EXERCISE: Each line from the one that contains "Task: Tag the purple and" to the end of the entries must be copied word for word, and only those lines.

GIVEN INFORMATION:
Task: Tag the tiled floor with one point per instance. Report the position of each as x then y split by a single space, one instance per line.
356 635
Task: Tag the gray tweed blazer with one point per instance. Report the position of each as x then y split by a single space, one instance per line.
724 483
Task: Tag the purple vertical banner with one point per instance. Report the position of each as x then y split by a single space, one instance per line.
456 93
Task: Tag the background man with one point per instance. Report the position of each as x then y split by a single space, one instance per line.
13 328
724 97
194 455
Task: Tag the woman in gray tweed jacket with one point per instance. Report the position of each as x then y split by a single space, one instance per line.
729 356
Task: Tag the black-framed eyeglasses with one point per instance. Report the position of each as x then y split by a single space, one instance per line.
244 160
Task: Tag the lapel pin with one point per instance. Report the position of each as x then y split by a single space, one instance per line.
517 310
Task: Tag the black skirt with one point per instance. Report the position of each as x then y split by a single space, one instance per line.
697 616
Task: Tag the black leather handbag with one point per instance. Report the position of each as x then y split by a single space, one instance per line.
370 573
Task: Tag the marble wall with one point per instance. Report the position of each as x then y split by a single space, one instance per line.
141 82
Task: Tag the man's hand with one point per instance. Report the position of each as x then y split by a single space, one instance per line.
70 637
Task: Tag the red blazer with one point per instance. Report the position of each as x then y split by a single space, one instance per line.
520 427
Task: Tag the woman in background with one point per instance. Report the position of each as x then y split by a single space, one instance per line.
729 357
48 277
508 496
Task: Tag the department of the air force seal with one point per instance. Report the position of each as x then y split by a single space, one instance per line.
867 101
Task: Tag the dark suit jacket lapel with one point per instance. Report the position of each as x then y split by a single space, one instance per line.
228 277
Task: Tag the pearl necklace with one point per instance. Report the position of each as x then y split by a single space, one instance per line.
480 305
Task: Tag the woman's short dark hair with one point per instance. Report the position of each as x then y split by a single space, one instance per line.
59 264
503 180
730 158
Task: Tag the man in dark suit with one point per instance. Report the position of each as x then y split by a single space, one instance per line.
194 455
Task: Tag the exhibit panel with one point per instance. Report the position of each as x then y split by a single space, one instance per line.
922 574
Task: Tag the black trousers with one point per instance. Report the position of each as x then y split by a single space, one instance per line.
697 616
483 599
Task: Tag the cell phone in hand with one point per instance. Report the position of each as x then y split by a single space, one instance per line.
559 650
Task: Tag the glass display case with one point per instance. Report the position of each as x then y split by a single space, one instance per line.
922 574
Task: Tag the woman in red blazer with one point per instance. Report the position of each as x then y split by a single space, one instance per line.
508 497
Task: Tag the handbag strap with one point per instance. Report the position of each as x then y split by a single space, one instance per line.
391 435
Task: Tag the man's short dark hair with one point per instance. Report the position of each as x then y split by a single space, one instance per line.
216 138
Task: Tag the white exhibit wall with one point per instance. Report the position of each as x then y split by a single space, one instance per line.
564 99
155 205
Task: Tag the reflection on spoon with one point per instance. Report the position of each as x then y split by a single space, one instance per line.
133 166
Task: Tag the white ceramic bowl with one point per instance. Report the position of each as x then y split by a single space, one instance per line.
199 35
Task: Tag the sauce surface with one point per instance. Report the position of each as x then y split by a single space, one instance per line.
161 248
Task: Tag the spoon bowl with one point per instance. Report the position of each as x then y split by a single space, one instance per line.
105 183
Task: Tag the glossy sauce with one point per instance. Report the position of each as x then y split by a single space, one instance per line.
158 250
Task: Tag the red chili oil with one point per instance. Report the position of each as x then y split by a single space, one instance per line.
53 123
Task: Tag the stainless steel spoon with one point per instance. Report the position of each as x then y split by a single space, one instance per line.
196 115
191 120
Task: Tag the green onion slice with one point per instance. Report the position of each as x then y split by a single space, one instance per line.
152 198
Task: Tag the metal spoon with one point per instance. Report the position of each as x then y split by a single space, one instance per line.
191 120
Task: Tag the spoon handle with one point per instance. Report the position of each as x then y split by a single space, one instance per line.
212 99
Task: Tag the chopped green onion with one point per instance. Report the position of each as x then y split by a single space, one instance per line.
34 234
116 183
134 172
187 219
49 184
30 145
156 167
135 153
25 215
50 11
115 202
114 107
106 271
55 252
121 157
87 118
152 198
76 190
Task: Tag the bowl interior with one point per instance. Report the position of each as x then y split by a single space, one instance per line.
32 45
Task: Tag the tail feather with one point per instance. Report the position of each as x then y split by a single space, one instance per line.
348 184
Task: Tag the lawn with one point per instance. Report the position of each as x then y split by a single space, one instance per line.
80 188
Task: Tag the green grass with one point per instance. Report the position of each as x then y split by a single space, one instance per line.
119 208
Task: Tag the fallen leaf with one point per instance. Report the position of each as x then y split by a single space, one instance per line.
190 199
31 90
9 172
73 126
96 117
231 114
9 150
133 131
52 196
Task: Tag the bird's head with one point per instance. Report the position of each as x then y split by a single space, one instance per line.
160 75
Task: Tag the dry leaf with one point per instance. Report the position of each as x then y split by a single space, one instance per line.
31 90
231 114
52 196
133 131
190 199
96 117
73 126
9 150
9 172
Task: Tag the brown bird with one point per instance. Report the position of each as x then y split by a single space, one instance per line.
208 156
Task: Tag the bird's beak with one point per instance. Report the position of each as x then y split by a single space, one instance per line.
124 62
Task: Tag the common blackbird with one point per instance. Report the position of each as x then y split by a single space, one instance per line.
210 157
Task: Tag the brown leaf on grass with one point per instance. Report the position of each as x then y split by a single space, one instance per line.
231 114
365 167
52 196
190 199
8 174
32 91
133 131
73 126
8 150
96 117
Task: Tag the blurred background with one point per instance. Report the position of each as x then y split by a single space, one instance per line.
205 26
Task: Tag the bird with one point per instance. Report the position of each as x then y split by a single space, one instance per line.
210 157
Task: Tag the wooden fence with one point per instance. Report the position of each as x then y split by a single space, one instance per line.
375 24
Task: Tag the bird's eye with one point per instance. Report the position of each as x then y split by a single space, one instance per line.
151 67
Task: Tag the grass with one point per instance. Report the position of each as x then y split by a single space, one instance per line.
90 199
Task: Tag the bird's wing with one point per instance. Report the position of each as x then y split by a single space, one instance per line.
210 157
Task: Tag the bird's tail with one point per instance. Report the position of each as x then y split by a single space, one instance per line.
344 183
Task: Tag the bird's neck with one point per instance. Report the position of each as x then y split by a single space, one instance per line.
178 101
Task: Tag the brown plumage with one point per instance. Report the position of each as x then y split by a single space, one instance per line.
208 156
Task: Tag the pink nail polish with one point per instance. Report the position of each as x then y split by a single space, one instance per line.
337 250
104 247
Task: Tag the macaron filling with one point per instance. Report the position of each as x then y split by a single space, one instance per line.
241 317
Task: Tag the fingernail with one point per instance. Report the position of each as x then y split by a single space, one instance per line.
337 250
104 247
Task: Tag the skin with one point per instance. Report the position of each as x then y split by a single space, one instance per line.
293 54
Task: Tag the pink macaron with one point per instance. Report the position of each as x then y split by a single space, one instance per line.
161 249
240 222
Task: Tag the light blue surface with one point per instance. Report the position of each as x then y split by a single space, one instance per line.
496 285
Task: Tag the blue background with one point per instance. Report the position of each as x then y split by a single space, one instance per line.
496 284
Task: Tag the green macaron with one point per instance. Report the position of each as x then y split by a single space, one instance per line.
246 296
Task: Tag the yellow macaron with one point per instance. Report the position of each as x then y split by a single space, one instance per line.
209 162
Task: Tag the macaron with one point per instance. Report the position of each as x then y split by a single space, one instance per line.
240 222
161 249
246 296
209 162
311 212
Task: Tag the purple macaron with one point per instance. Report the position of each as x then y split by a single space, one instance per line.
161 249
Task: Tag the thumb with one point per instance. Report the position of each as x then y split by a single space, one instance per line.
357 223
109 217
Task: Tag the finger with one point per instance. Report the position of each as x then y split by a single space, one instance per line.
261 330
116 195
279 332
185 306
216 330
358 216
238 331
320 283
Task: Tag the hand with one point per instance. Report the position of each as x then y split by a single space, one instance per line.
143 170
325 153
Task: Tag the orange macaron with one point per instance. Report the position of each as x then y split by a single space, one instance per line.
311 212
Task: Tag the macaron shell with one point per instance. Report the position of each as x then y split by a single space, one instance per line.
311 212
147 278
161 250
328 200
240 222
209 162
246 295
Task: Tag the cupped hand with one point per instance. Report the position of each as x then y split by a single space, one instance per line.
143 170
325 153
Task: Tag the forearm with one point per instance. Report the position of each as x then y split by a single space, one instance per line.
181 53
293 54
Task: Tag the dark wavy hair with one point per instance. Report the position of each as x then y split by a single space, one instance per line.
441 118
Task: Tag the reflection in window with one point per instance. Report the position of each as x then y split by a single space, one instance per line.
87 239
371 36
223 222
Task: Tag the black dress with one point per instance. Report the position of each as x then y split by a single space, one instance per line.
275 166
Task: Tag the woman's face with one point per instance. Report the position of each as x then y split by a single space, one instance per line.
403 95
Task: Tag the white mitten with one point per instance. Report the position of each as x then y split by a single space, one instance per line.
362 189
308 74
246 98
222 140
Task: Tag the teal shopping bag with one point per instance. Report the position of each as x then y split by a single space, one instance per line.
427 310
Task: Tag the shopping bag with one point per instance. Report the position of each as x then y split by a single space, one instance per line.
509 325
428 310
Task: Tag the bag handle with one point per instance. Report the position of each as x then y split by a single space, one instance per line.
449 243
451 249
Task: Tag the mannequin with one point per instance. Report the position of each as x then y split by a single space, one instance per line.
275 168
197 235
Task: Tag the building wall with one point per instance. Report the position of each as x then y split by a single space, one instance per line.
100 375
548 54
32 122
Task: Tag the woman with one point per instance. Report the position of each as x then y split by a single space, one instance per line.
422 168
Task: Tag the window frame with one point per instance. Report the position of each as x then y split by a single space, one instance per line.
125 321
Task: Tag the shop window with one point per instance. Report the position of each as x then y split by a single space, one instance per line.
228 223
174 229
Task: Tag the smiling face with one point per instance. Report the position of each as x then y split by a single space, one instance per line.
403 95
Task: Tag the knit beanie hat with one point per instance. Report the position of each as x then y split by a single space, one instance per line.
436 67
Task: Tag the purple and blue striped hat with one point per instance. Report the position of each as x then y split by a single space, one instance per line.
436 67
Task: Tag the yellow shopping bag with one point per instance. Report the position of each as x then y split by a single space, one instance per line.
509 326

OUTPUT BELOW:
Task: Tag the purple and blue striped hat with one point per instance. Report the position of each as x then y split by a single space, one instance per line.
436 67
Task: Tag the yellow shopping bag with one point per instance. Report the position of each as x then y split by a single space, one instance per line.
509 326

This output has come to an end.